# To do:
Count how many lines in the records below contain the string "Spot", treating uppercase and lowercase as different, and give only that number.

Entries drawn from a collection:
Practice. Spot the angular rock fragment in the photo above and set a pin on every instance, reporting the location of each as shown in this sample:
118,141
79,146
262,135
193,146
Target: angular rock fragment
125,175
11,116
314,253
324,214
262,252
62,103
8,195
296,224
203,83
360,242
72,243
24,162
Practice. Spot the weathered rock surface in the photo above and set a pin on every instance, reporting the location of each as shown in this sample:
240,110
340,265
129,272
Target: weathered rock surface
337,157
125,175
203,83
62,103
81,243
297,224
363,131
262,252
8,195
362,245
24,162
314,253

--

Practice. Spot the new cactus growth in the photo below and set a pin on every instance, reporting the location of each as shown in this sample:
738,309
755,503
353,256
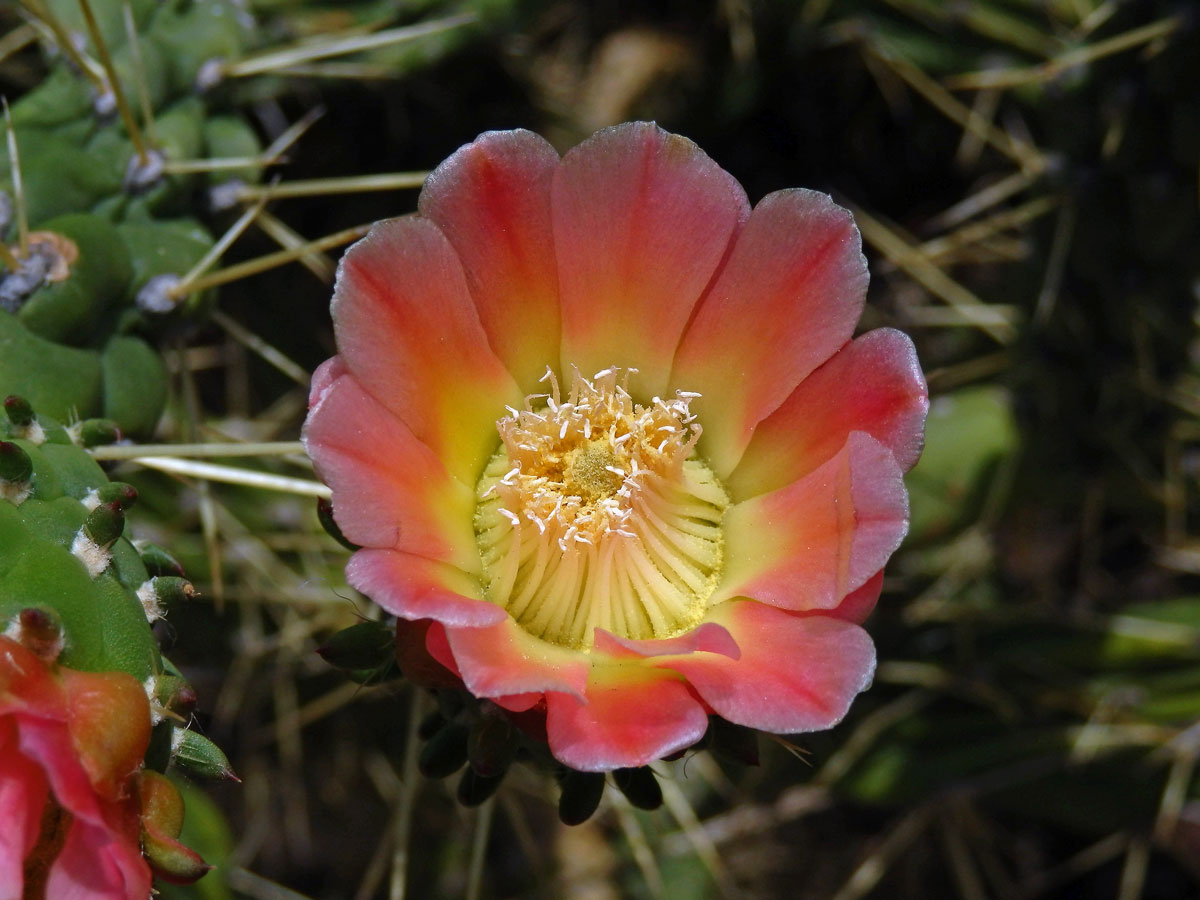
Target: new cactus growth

# Task answer:
3